Exercise instructions: In the listing below, find every line with the string "upholstered" and pull it out.

Dataset records:
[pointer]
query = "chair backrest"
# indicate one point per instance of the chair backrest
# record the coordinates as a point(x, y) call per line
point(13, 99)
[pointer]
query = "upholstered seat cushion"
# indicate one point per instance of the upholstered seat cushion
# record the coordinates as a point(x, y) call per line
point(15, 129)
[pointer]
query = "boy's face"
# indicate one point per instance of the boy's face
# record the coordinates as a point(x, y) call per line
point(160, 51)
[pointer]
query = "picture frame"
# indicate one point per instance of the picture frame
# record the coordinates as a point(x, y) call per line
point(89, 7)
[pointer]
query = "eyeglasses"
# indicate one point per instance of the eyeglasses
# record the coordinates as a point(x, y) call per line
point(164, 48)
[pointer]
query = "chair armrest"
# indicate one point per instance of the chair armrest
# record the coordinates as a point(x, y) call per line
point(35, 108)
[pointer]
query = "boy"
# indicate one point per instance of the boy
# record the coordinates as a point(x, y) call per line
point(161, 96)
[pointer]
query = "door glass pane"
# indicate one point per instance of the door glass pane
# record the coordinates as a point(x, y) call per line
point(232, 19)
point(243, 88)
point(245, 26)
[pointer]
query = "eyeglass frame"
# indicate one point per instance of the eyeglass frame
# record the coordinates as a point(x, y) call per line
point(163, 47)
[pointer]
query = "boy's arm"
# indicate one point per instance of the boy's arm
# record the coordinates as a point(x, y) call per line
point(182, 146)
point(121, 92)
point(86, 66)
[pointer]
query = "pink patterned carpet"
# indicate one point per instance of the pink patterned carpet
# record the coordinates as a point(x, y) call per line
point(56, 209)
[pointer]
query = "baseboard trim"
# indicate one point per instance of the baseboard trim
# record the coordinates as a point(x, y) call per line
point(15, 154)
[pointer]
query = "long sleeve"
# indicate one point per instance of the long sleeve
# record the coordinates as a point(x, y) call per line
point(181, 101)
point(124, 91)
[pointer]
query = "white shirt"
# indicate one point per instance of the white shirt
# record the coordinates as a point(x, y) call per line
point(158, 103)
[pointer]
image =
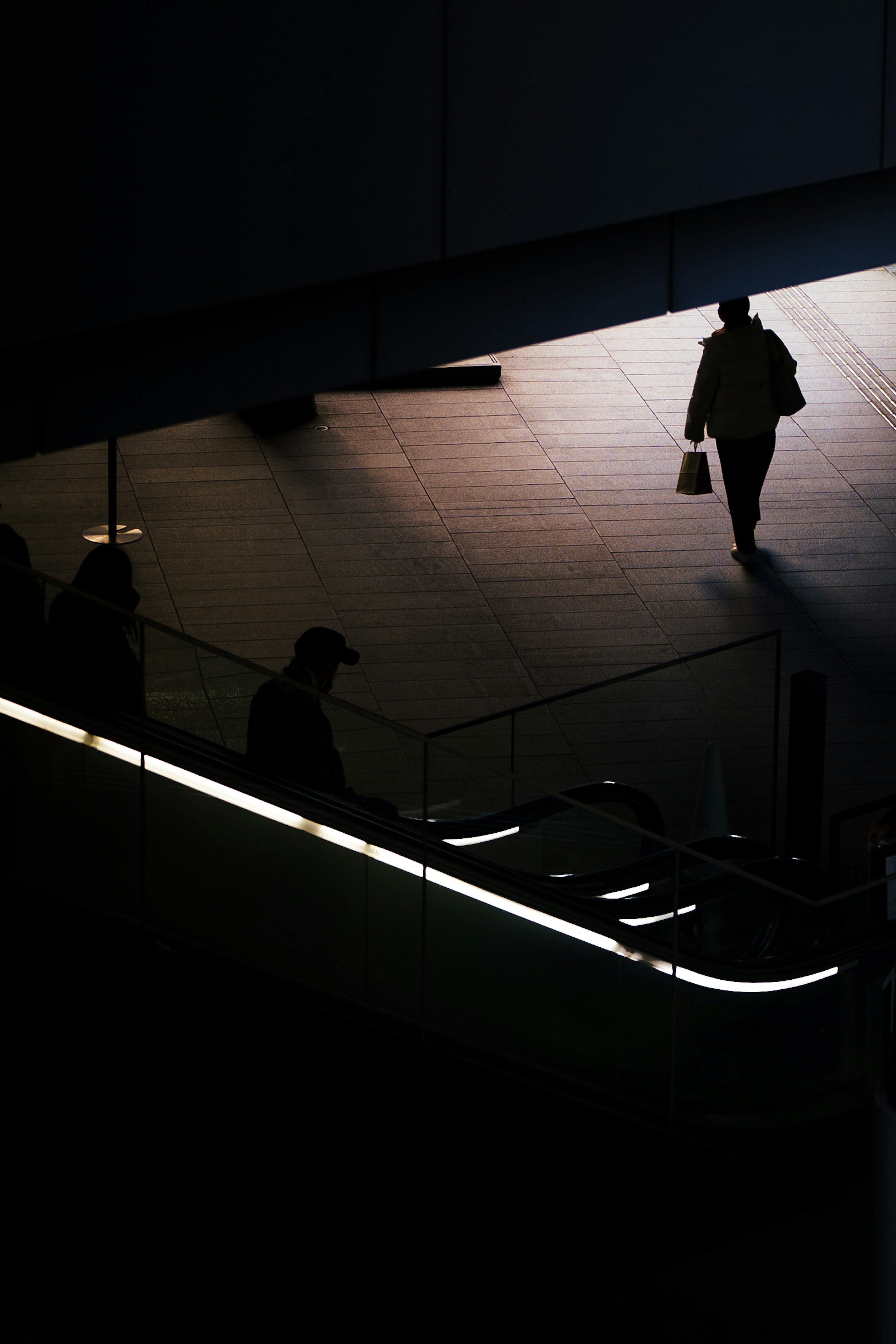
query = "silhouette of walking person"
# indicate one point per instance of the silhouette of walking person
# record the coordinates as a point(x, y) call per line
point(733, 401)
point(23, 631)
point(289, 736)
point(93, 663)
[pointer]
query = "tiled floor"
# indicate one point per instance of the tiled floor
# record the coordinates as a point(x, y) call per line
point(487, 546)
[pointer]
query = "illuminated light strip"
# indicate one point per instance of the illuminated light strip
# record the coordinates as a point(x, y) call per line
point(442, 880)
point(686, 911)
point(626, 892)
point(496, 835)
point(747, 987)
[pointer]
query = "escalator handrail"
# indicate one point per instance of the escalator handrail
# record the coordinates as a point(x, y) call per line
point(567, 800)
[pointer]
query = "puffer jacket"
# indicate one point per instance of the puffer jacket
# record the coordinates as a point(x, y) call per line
point(733, 389)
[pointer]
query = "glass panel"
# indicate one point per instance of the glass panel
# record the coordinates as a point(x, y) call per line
point(545, 928)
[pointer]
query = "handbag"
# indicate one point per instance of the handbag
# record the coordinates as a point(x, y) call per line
point(785, 389)
point(694, 478)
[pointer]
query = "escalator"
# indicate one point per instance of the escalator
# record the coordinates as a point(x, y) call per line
point(564, 933)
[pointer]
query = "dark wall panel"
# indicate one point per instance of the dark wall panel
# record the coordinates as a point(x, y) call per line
point(164, 371)
point(179, 367)
point(518, 296)
point(889, 134)
point(788, 238)
point(193, 152)
point(566, 118)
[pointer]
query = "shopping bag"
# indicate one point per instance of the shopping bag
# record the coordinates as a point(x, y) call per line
point(694, 478)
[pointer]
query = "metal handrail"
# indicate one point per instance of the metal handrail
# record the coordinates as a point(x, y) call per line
point(836, 820)
point(597, 686)
point(425, 738)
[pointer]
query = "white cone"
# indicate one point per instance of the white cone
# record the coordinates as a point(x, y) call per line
point(711, 814)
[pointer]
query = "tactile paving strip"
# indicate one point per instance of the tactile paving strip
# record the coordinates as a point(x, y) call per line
point(840, 350)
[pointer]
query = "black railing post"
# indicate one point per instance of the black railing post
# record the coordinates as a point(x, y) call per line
point(675, 988)
point(512, 757)
point(143, 775)
point(424, 893)
point(807, 765)
point(112, 511)
point(776, 748)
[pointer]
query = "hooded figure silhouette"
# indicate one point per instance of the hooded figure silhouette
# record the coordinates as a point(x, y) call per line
point(93, 663)
point(23, 631)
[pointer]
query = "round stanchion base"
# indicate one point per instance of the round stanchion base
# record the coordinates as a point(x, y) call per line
point(100, 534)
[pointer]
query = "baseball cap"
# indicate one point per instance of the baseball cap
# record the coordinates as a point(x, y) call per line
point(322, 643)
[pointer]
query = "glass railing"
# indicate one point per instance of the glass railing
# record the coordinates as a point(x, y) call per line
point(539, 916)
point(698, 730)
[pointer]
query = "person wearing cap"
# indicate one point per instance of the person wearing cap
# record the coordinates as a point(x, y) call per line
point(92, 659)
point(733, 401)
point(289, 736)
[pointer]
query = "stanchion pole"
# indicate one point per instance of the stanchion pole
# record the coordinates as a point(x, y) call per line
point(112, 530)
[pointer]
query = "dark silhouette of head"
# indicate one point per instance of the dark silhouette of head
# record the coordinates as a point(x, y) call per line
point(320, 646)
point(105, 573)
point(734, 312)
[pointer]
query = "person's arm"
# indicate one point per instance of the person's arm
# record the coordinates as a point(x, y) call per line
point(704, 390)
point(780, 354)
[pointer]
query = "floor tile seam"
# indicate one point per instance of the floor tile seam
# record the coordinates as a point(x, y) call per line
point(494, 615)
point(590, 522)
point(590, 526)
point(437, 513)
point(819, 447)
point(839, 350)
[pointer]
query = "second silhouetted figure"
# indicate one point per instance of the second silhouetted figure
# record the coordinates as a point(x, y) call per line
point(93, 663)
point(289, 736)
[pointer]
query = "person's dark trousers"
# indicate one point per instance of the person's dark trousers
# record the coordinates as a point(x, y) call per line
point(745, 463)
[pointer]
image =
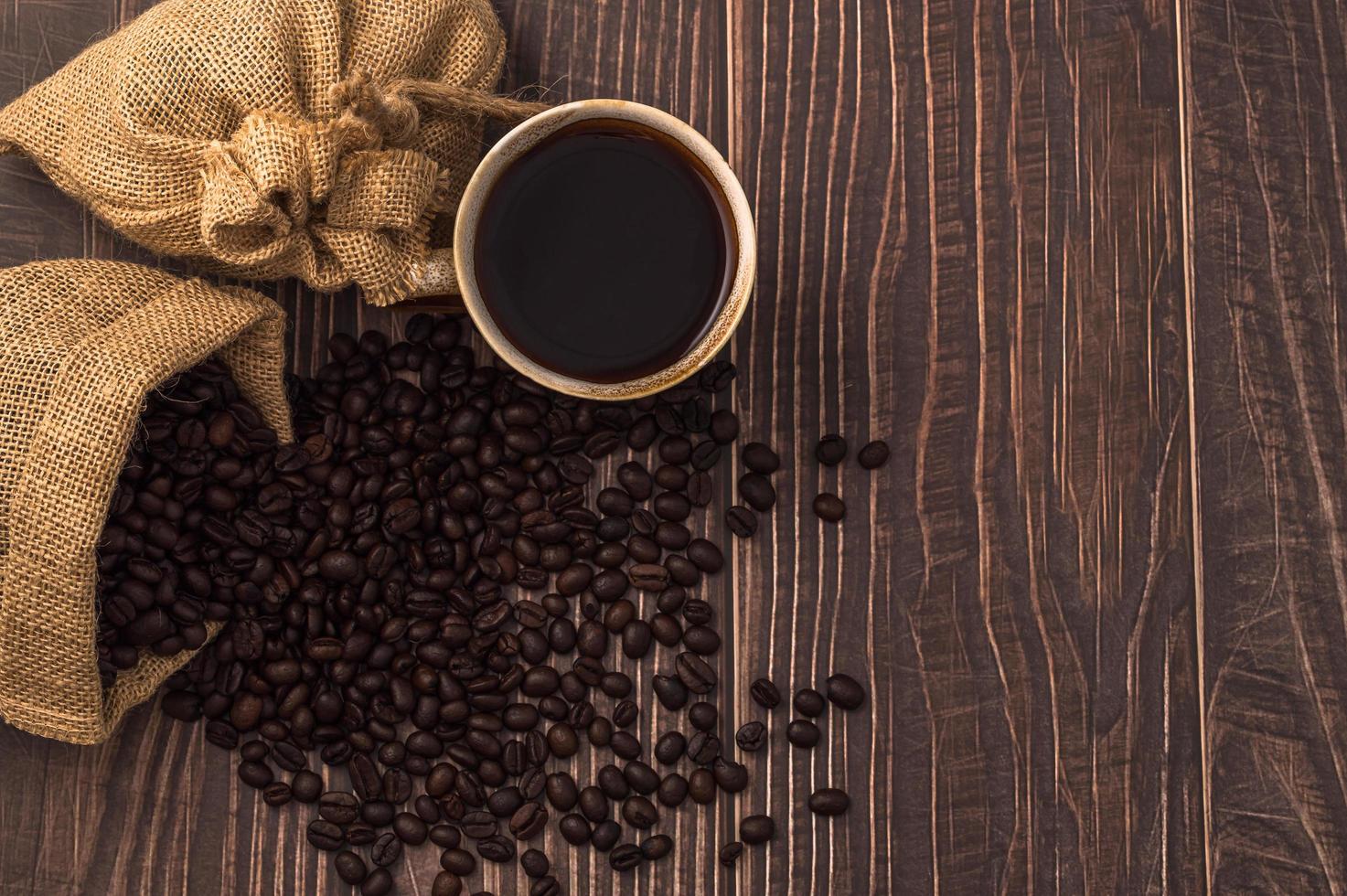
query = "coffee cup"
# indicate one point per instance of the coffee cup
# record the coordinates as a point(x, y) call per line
point(478, 267)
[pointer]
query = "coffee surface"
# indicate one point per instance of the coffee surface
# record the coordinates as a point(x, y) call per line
point(605, 252)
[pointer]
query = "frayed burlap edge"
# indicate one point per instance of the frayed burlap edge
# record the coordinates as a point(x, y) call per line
point(48, 674)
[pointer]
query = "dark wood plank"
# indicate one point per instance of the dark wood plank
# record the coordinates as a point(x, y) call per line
point(1265, 90)
point(970, 244)
point(982, 266)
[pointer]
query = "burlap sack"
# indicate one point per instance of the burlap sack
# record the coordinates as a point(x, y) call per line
point(81, 346)
point(276, 138)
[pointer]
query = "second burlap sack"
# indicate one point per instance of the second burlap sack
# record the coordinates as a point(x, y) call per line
point(276, 138)
point(82, 344)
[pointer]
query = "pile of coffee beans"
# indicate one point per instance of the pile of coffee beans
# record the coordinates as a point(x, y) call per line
point(426, 591)
point(187, 534)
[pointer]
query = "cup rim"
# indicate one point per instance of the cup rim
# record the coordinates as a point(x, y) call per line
point(520, 141)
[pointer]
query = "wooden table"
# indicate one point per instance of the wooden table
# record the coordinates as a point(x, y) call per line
point(1084, 266)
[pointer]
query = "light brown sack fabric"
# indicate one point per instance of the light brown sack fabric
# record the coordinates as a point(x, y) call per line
point(82, 344)
point(276, 138)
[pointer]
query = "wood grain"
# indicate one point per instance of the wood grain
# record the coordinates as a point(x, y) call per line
point(1264, 91)
point(1079, 264)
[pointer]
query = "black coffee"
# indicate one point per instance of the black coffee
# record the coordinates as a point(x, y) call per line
point(605, 252)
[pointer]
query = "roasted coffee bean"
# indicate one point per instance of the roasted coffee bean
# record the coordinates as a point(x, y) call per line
point(625, 713)
point(635, 480)
point(534, 862)
point(386, 850)
point(672, 506)
point(741, 522)
point(255, 773)
point(457, 861)
point(829, 801)
point(682, 571)
point(845, 691)
point(808, 702)
point(700, 785)
point(700, 489)
point(757, 491)
point(338, 807)
point(751, 737)
point(757, 829)
point(600, 731)
point(669, 690)
point(446, 884)
point(672, 790)
point(350, 867)
point(561, 791)
point(276, 794)
point(478, 824)
point(669, 748)
point(593, 804)
point(410, 829)
point(529, 821)
point(731, 776)
point(326, 836)
point(705, 555)
point(504, 802)
point(649, 577)
point(641, 778)
point(305, 787)
point(829, 507)
point(574, 829)
point(625, 858)
point(695, 673)
point(547, 885)
point(802, 733)
point(831, 450)
point(703, 748)
point(605, 836)
point(764, 693)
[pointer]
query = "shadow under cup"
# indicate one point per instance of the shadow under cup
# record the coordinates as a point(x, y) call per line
point(605, 250)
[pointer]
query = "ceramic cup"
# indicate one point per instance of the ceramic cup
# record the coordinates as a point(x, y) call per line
point(461, 278)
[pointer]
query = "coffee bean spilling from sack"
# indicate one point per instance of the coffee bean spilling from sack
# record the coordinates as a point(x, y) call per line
point(399, 593)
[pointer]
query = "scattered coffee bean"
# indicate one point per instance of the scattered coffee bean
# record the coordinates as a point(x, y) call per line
point(873, 455)
point(625, 858)
point(757, 491)
point(731, 853)
point(831, 450)
point(350, 867)
point(845, 691)
point(741, 522)
point(751, 736)
point(808, 702)
point(829, 801)
point(534, 862)
point(764, 693)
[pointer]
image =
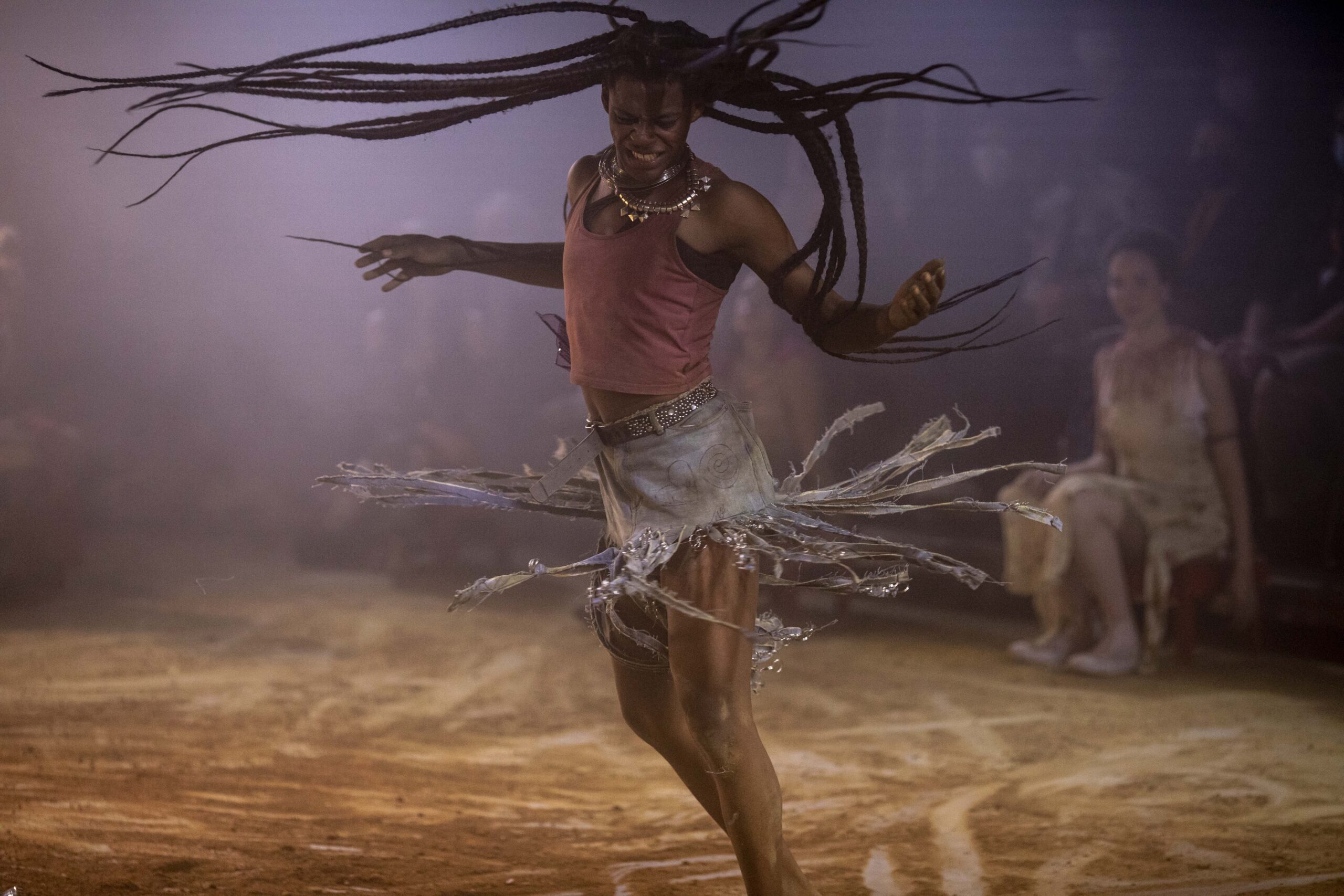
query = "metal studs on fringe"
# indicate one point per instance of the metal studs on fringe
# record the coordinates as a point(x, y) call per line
point(743, 555)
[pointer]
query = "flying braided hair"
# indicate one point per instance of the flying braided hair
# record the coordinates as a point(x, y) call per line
point(730, 71)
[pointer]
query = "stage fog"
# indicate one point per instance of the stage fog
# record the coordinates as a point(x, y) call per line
point(221, 673)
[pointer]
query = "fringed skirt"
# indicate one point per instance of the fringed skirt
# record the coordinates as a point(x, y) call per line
point(707, 479)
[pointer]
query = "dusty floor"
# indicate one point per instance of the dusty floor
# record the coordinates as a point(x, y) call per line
point(191, 721)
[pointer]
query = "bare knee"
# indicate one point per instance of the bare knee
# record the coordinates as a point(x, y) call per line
point(648, 722)
point(716, 722)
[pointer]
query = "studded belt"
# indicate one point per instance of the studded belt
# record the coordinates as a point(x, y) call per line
point(651, 421)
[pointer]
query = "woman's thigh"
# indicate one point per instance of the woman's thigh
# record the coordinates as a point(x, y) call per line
point(702, 653)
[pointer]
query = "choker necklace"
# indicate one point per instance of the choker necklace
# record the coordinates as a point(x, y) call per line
point(611, 171)
point(639, 210)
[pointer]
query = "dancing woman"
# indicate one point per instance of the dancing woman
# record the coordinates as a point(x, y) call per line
point(654, 239)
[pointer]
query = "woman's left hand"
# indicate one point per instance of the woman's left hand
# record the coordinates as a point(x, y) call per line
point(917, 297)
point(1245, 601)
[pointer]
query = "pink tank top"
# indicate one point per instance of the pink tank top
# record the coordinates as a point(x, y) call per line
point(639, 320)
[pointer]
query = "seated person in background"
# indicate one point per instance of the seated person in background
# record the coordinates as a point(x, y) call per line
point(1164, 484)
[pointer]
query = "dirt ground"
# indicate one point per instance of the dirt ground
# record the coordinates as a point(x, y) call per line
point(191, 719)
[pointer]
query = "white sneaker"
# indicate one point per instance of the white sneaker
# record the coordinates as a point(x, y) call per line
point(1050, 653)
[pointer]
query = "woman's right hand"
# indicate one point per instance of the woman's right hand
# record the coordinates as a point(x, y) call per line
point(412, 256)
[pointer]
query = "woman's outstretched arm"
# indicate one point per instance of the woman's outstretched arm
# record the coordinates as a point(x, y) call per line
point(411, 256)
point(405, 257)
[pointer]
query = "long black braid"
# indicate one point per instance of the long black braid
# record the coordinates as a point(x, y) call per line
point(731, 70)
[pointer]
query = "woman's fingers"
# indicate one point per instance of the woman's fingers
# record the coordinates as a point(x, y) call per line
point(397, 280)
point(386, 268)
point(378, 244)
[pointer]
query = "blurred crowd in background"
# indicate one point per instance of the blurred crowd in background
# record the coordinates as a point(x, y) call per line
point(1223, 131)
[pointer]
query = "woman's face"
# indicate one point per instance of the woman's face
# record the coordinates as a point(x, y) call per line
point(1136, 289)
point(649, 123)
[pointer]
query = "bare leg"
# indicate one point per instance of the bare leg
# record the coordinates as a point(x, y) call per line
point(1101, 529)
point(654, 712)
point(711, 678)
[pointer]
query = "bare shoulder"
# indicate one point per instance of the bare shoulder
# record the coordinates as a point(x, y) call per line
point(740, 214)
point(734, 196)
point(581, 175)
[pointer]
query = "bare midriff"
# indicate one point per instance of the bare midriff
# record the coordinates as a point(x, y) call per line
point(606, 406)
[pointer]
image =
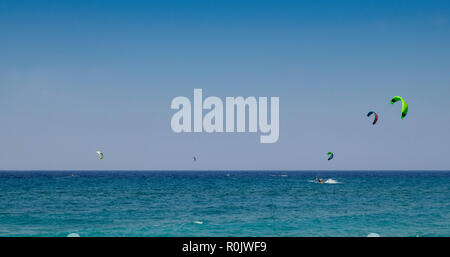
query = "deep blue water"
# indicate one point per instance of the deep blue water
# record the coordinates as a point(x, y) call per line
point(242, 203)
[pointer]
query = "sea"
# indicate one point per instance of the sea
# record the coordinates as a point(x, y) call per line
point(224, 203)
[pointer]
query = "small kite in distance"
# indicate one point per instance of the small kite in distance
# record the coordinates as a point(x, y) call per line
point(331, 155)
point(404, 105)
point(100, 155)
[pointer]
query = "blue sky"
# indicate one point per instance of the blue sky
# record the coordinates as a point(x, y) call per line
point(78, 76)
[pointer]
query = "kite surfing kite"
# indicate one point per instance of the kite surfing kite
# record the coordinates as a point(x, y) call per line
point(404, 105)
point(100, 155)
point(331, 155)
point(376, 116)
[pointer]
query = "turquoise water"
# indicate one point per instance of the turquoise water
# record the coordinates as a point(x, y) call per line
point(220, 203)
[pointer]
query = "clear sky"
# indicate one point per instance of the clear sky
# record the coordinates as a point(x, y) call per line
point(81, 76)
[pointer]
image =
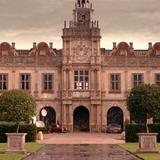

Answer for the task:
query = "upholstered seat cushion"
# indicate one point per instance of the upholstered seat cushion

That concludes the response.